• **Problem details**:
Those lines of the records that contain "form" are to be located and copied.

*** Supplied entries ***

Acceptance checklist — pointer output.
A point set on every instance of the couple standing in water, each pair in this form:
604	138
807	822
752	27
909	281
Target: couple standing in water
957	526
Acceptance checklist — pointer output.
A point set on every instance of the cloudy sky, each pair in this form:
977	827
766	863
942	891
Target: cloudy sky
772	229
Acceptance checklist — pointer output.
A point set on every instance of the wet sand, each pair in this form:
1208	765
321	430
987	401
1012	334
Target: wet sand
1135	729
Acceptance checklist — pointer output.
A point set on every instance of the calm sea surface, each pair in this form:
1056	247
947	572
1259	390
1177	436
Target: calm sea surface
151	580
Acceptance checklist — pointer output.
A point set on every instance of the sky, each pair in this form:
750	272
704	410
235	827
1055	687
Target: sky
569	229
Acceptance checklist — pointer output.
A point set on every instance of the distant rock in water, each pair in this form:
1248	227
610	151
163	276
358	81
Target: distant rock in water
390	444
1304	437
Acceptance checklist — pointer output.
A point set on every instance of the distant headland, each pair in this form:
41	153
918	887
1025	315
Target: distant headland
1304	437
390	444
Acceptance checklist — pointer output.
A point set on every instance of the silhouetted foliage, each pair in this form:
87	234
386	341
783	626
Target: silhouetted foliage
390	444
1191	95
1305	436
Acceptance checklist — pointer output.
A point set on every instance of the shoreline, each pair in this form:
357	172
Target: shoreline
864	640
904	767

***

• **Exercise output**:
A point set on every instance of the couple standing in water, each pair in this form:
A point set on every instance of the cloudy sky, each pair in this form:
A point set on every instance of the wet sand, each pair in this form:
A point set on every instance of the calm sea surface, each pair in this form:
A point set on every instance of the sky, each pair in this form:
A point set on every instance of the distant rock in water, each pair in this form:
A point set on every instance of the distant headland, each pair in this form:
A point set on every instance of the silhouetted foliage, each pair in this form:
A point set on every instance of the shoreline, each pair in this form:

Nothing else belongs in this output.